Raw data:
======

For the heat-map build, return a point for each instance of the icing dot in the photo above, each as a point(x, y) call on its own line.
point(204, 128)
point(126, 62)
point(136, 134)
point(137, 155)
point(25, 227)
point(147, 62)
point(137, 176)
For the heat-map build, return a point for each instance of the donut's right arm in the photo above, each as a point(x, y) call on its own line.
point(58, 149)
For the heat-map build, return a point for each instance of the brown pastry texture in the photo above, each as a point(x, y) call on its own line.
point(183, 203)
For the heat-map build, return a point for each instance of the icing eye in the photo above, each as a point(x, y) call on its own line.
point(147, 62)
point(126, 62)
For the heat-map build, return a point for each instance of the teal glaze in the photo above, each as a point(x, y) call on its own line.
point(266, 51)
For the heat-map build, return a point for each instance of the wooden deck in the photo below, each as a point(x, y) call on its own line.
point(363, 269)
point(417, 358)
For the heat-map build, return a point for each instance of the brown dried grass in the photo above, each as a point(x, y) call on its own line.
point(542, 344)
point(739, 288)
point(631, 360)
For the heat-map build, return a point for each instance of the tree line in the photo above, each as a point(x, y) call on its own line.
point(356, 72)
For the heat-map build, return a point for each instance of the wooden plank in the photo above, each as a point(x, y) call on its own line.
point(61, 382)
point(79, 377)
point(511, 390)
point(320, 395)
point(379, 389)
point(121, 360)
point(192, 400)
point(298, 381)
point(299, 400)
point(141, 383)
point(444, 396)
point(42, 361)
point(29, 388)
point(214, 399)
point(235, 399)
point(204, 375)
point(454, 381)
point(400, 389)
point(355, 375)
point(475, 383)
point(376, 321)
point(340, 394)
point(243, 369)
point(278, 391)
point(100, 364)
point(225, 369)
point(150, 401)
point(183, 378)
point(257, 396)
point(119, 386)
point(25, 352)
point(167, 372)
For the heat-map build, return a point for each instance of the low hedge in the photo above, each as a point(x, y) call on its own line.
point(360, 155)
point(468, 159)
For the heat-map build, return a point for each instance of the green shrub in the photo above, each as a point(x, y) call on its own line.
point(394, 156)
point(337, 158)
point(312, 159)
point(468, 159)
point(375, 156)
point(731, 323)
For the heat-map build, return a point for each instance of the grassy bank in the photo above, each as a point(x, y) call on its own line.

======

Task objective: Reproduce everything from the line containing "the brown pastry" down to the line containing "point(167, 372)", both ends included, keeping each item's request unchanged and shifting every coordinate in the answers by -16.

Answer:
For the heat-map build, return a point for each instance of the brown pastry texture in the photo above, each as a point(x, y) call on its own line.
point(167, 187)
For the heat-map build, return a point for each instance of the icing eye in the photo above, each as a point(x, y) call on its own line.
point(131, 46)
point(110, 46)
For the heat-map build, return a point for each instance of the teal glaze in the photo above, each as a point(x, y) call on its own line.
point(250, 35)
For the heat-map build, return a point for each instance of the wooden deck in the photo below, each as a point(x, y) call on its own line.
point(347, 253)
point(401, 342)
For the heat-map build, return a point for each instance of the brown dried grass in the photo above, each as a point(x, y) call on its own line.
point(526, 328)
point(723, 272)
point(615, 344)
For the heat-map build, return a point for each instance of the tree line in the photo above, each as a point(x, y) call on its own line.
point(340, 56)
For the heat-map build, return a point for each instance of the wooden plank in the photo above, each as a point(x, y) call on its own line.
point(45, 366)
point(63, 361)
point(495, 374)
point(304, 379)
point(363, 373)
point(105, 344)
point(176, 384)
point(282, 365)
point(283, 384)
point(125, 367)
point(428, 380)
point(26, 345)
point(13, 372)
point(198, 383)
point(219, 383)
point(188, 359)
point(438, 365)
point(384, 373)
point(339, 359)
point(459, 367)
point(360, 305)
point(324, 378)
point(227, 353)
point(262, 375)
point(84, 348)
point(209, 353)
point(134, 385)
point(167, 362)
point(241, 380)
point(103, 370)
point(9, 336)
point(151, 356)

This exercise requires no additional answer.